_Exercise prompt_: Copy the passage below, about student years in Delhi and a first television role, word for word from "My father had" to "of mistaken identity.".

_Page_:

>>>>

I would as well. The first time I went to university in DTC (Delhi's local) buses, I heard about Hum Log (popular Doordarshan soap), while I was talking Family Ties. People would sing 'Khaike Paan Banaras Wala', while I would buy (radio-recording) tapes of Kasey Kason. I'd wear Nike shoes, leather jackets, would want to have a mo-bike.

There were no I-pods, but I had my walkman. I didn't have any aspirations to be a Hindi film actor. But I had aspirations as students have, of being a part of English theatre. I'm glad I did, because I think I learnt a lot from there .Of course Barry (John) completely disassociates his name from me, because he doesn't think I learnt enough. I think things led up to where I was, with the sudden advent of television for me.

My father had passed away, we didn't have a house, and we were looking for a rented place through a property dealer, Mr Diwan, who my mother wanted me to see. When he learnt I was an actor, he suggested to my mother that I see his father-in-law Lekh Tandon, who was making a television series (Fauji). For Lekh Tandon, I was a case of mistaken identity.

<<<<

_Data extract_:
>>>>

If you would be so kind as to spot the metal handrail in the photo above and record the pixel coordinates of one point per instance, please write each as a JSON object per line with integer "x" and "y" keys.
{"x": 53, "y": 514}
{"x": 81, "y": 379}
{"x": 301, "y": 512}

<<<<

_Completed exercise_:
My father had passed away, we didn't have a house, and we were looking for a rented place through a property dealer, Mr Diwan, who my mother wanted me to see. When he learnt I was an actor, he suggested to my mother that I see his father-in-law Lekh Tandon, who was making a television series (Fauji). For Lekh Tandon, I was a case of mistaken identity.